■ STUDY TEXT ■
Bitter Food Hero #7: Ginger Or Turmeric?
Unearth the secrets about which root is the most powerful bitter ally for your health as ginger and turmeric offer an intriguing battle royale
In the bright orange trunks is turmeric, the people’s champion presiding over all things healthy.
In the yellow trunks is ginger, a fresh challenger for the title of the best root you can eat.
Both are heavy hitters for your longevity, but which should be classed as the bitter root-GOAT?
An examination of two identical sources (ginger and turmeric) was made to give you a simple one-two summary of everything you need to know.
The Mineral Shoot Out
Whether you’re lifting 400lb or a 1oz toilet seat, you need minerals for every humanoid function and one root is the ultimate power broker.
Turmeric outshines ginger by a big margin, offering more calcium, zinc, magnesium, phosphorus, potassium, and copper.
This isn’t just by a small margin because turmeric has 90 times more iron and 12 times more zinc than ginger.
This is a BDE win for the minerals lurking in turmeric’s orange trunks.

■ DATA UNDER STUDY ■

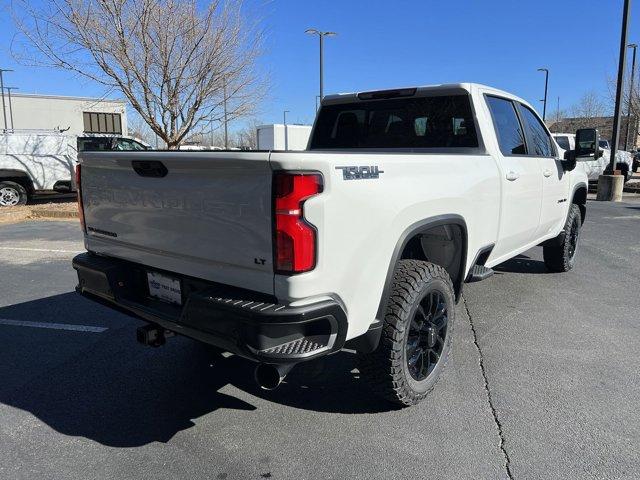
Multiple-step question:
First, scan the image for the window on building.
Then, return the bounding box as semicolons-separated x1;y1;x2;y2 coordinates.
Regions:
82;112;122;134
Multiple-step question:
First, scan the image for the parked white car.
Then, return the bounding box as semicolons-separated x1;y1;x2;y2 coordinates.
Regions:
0;130;149;207
551;133;633;182
551;133;611;182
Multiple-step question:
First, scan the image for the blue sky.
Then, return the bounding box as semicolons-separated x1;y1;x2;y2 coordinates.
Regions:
0;0;640;129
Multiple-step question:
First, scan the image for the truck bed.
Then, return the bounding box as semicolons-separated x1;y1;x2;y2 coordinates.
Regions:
80;151;273;294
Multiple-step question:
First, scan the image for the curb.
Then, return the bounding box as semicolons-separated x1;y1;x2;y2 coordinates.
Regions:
29;210;78;218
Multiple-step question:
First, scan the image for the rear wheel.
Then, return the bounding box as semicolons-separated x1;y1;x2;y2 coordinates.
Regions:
360;260;455;406
543;203;582;272
0;181;29;207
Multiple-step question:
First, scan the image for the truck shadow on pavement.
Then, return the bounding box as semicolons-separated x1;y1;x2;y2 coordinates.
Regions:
493;255;551;274
0;293;393;447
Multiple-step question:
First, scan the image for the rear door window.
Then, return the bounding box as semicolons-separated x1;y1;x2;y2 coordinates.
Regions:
520;104;555;157
487;96;527;155
310;94;478;150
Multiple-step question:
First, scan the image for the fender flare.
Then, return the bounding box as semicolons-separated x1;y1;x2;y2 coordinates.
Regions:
376;213;468;323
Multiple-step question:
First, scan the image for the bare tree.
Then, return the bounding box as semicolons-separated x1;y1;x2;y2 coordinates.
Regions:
12;0;266;148
127;116;156;146
234;118;262;150
571;91;606;119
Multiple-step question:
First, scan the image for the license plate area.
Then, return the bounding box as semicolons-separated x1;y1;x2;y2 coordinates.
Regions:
147;272;182;305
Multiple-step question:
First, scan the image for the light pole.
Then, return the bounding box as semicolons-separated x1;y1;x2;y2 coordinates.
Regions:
282;110;290;150
538;68;549;121
598;0;631;173
4;87;20;131
624;43;638;151
0;68;13;131
222;76;229;150
304;28;337;101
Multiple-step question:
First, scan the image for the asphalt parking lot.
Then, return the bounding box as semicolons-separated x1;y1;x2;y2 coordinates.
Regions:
0;200;640;480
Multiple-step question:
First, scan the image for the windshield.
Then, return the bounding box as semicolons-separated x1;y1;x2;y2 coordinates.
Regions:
310;94;478;150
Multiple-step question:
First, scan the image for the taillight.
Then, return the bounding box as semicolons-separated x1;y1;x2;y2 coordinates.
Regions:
273;172;322;274
76;165;87;232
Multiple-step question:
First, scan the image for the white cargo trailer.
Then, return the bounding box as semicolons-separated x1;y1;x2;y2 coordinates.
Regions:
257;123;311;150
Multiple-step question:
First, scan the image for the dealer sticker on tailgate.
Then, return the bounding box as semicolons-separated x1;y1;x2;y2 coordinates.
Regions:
147;272;182;305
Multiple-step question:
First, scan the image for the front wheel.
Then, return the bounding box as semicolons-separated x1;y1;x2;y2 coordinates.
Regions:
0;181;28;207
542;203;582;272
360;260;455;406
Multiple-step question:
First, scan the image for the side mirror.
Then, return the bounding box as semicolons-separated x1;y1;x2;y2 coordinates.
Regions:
575;128;602;159
562;150;577;172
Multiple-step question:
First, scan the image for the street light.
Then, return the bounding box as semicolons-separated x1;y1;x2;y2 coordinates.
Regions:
282;110;290;151
538;68;549;121
4;87;20;131
0;68;13;131
304;28;337;101
624;43;638;151
598;0;631;174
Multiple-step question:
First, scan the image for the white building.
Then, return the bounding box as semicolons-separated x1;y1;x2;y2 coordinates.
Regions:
0;93;127;135
257;123;311;150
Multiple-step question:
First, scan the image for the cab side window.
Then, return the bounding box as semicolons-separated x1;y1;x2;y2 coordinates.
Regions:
486;96;527;155
520;104;556;157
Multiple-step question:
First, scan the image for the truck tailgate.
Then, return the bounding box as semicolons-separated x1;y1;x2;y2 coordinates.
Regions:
80;151;273;294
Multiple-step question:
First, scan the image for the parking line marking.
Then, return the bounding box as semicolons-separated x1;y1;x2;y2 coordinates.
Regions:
0;247;82;253
0;318;108;333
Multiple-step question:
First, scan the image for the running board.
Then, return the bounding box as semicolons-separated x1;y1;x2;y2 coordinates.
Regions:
466;265;493;283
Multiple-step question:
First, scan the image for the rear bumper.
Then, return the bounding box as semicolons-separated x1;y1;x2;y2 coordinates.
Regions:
73;253;347;364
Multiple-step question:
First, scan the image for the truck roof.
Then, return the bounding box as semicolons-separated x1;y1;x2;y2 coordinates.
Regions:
322;82;529;105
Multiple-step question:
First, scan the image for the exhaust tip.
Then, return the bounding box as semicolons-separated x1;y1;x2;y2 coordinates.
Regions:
253;363;289;390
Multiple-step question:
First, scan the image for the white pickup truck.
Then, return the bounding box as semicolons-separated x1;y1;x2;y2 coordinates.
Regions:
73;83;599;405
551;133;635;183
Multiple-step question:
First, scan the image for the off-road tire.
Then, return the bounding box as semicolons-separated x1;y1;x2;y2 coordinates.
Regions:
542;203;582;272
360;260;455;407
0;180;29;208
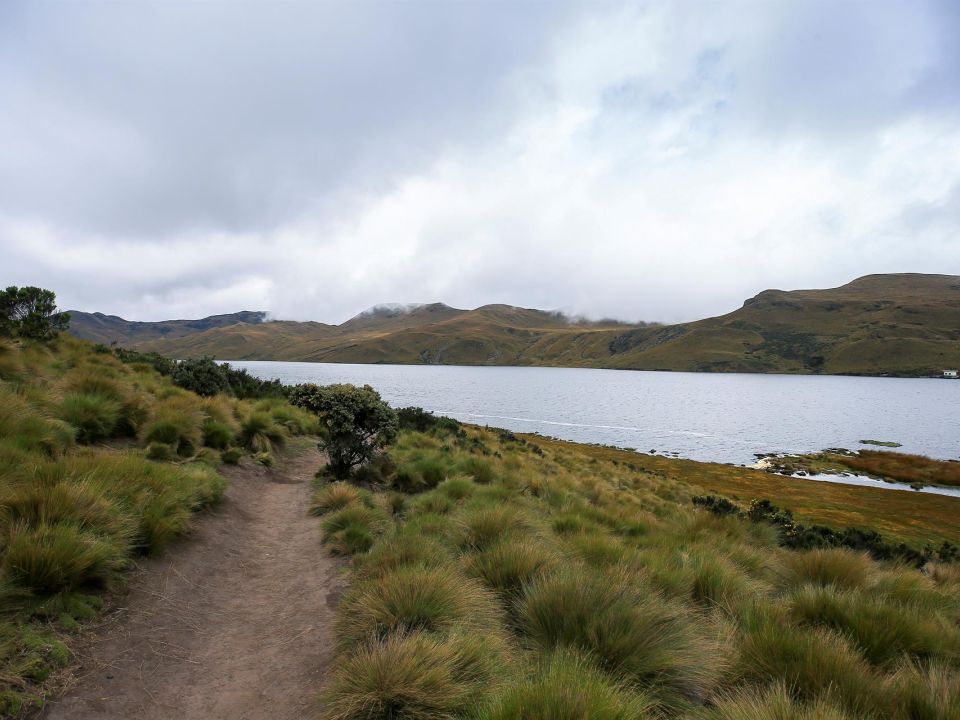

■ PROBLEM REQUIREMENTS ■
Decide whether each statement agrees with the article comparing ginger and turmeric, answering yes or no and quoting the deciding words from it: (a) Turmeric offers more potassium than ginger. (b) Ginger has 12 times more zinc than turmeric. (c) Ginger is the one in the orange trunks.

■ EXERCISE RESPONSE ■
(a) Yes: "offering more calcium, zinc, magnesium, phosphorus, potassium, and copper"
(b) No: "turmeric has 90 times more iron and 12 times more zinc than ginger"
(c) No: "In the yellow trunks is ginger"